[Entries taken from a collection]
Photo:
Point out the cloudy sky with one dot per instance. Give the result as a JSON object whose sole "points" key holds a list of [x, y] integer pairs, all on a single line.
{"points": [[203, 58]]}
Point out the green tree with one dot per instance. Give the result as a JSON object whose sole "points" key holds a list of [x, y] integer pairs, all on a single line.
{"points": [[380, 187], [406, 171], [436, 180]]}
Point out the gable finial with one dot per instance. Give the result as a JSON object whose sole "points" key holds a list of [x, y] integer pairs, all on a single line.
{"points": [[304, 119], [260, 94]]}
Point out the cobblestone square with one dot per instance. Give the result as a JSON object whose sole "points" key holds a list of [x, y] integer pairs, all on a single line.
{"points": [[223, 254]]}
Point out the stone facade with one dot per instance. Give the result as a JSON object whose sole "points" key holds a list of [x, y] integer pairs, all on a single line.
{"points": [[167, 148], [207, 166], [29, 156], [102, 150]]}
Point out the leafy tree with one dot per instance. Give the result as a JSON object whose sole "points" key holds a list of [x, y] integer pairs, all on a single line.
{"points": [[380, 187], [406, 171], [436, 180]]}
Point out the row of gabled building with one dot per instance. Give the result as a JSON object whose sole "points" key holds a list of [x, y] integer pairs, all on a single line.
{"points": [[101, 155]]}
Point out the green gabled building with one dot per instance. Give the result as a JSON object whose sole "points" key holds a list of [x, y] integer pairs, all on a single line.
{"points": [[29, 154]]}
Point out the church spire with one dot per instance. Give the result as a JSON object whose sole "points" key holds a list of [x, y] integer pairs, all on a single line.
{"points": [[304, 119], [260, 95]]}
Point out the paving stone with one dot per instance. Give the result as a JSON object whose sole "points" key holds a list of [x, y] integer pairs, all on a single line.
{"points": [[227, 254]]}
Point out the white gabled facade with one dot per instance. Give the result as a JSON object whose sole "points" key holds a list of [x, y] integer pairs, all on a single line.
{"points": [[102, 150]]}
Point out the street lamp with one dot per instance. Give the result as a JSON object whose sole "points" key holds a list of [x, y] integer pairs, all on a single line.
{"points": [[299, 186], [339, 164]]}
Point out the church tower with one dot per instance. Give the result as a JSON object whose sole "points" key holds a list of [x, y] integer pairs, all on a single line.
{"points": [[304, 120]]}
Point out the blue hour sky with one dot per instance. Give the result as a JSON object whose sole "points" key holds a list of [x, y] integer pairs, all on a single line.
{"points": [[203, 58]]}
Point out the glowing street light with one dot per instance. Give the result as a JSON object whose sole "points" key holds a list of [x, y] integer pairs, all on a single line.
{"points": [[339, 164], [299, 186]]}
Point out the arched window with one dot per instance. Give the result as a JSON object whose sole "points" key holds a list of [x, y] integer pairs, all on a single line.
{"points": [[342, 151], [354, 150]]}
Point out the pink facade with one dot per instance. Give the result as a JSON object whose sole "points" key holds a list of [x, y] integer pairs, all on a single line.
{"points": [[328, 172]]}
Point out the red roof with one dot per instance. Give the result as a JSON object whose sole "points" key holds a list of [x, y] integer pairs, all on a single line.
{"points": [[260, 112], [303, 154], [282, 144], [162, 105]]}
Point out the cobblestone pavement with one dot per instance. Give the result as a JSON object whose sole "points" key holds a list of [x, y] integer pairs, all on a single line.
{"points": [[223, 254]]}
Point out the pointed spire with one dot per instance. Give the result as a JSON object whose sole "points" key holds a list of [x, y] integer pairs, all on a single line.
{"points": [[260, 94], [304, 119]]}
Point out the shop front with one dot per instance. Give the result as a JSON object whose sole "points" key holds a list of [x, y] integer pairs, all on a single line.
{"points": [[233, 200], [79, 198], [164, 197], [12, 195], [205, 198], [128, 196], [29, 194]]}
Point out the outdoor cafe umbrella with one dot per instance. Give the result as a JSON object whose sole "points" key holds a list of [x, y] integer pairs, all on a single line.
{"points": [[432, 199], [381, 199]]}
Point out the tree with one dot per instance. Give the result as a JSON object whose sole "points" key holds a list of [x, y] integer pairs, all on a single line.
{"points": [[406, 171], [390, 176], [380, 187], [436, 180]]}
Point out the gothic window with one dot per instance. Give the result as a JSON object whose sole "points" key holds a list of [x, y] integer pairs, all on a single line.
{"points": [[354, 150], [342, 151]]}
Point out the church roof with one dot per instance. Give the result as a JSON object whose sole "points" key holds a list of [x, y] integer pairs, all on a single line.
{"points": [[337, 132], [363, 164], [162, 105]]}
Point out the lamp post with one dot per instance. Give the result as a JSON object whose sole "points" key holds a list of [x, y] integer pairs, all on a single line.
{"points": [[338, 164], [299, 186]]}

What you are asked to do: Please give all the entries above again, exactly as they stand.

Reply:
Photo:
Point out the cloudy sky with one dot per instance. Give the result as a JSON object whose sole "points" key holds a list of [x, y] integer pairs, all on a single line.
{"points": [[203, 58]]}
Point out the green tree with one dot per instance. Give the result as a JSON object whose sole "points" key holds a list of [x, y] integer pairs, all on a single line.
{"points": [[380, 187], [406, 171], [436, 180]]}
Point out the gable finial with one dot per instance. Give the result as a JSON object whose sole "points" key holds a list of [x, y] integer pairs, all on a single line.
{"points": [[304, 119], [260, 94]]}
Point out the cobblestone square with one dot per instance. Give the result as a JSON object whose sole "points" key holds a list of [x, y] integer pairs, all on a single line.
{"points": [[223, 254]]}
Point out the stone facade with one dot per instance. Give the result as a JSON object whose sole "points" key holds a list of [x, y] integer pairs, all on a single line.
{"points": [[167, 148], [207, 166], [29, 156], [102, 150]]}
Point out the leafy tree with one dot per instance. Give the result as a JSON object whose sole "points" key holds a list of [x, y] integer pairs, all on a single line.
{"points": [[380, 187], [406, 171], [436, 180]]}
Point out the row of gabled building with one dot per instance. Give the result as a JSON object whose sole "points" key holds a list of [x, y] integer pairs, all on a single line.
{"points": [[101, 155]]}
Point out the green gabled building with one dot per instance. Give the result as a JSON object whose sole "points" key holds a list of [x, y] integer pairs, all on a single line.
{"points": [[29, 154]]}
Point out the church spire with one dot per instance. Give the result as a JSON object whose sole "points" key holds a list of [x, y] integer pairs, all on a single line.
{"points": [[304, 119], [260, 95]]}
Point out the paving stone with one dot per instance. Give the result as a JSON object whose sole "points" key holds a list of [x, y] integer pairs, all on a single line.
{"points": [[227, 254]]}
Point out the white gabled facade with one dot per instance. Give the result as a JSON object whose sole "points" key holds a list of [x, y] integer pairs, all on a single line.
{"points": [[102, 150]]}
Point out the street lamp with one dot per instance. Give the result as a JSON object whose sole "points" key holds a list of [x, y] integer pairs, all on a single line.
{"points": [[299, 186], [339, 164]]}
Point out the church tower with one dot per instance. Give the result as a JSON object whose sole "points" key holds a list of [x, y] integer pairs, all on a single line.
{"points": [[304, 120]]}
Point out the blue hour sky with one dot per instance. Give the result as a JSON object whose sole "points" key holds a list of [x, y] integer pairs, all on a single line.
{"points": [[203, 58]]}
Point out the glowing street light with one dot per instance. Give the result as a JSON object whose sole "points" key holds a list of [x, y] integer pairs, all on a single line.
{"points": [[339, 164], [299, 186]]}
Point out the arched window with one dot per instance. Give the result as a JSON object whose sole "points" key holds a list of [x, y] integer pairs, all on a single line.
{"points": [[342, 151], [354, 150]]}
Point out the pink facade with one dot per instance. Give the result as a JSON object whose sole "points" key holds a list of [x, y] integer pairs, all on a single line.
{"points": [[328, 172]]}
Point out the red roof with one dot per instance. Give the result as a JSON object whose sole "points" key holds a list of [x, y] integer pairs, all on a single line.
{"points": [[260, 112], [303, 154], [282, 144], [162, 105]]}
Point out the cobblestone pavement with one dot per instance. Give the result as a JSON object whose sole "points" key holds a list of [x, y] integer pairs, all on a single line.
{"points": [[223, 254]]}
Point out the pointed spire with one dot per instance. Give the result as a JSON object whose sole "points" key holds a list of [x, y] integer pairs, all on a single line.
{"points": [[260, 94], [304, 119]]}
Point out the shop front with one dot per instance. Give the result as a JSON object whose sole "points" key holds a list of [x, y] integer pairs, all on a single line.
{"points": [[233, 200], [79, 198], [164, 197], [12, 195], [205, 198], [128, 196], [29, 194]]}
Point out the outdoor cafe umbrella with one dot per instance. Give the result as a JSON object whose sole "points" key holds a list of [x, y] integer pairs, all on a single line.
{"points": [[432, 199], [381, 199]]}
Point out the tree with one dot per instance. Give the result as a JSON object whose sole "points" key holds a list of [x, y] integer pairs, all on a single line.
{"points": [[406, 171], [390, 176], [380, 187], [436, 180]]}
Point out the gothic window with one dot per instance. Give the result as a JSON object whose sole "points" key holds a list of [x, y] integer pairs, all on a single line.
{"points": [[354, 150], [342, 151]]}
Point out the church roof with one dot per instance. Give the result as a JSON object whose sole "points" key holds a list of [x, y] integer pairs, all on a single line.
{"points": [[337, 132], [363, 164], [162, 105]]}
Point out the lamp post with one dot per instance. Give the result as a JSON object whose sole "points" key holds a list of [x, y] integer pairs, all on a single line.
{"points": [[338, 164], [299, 186]]}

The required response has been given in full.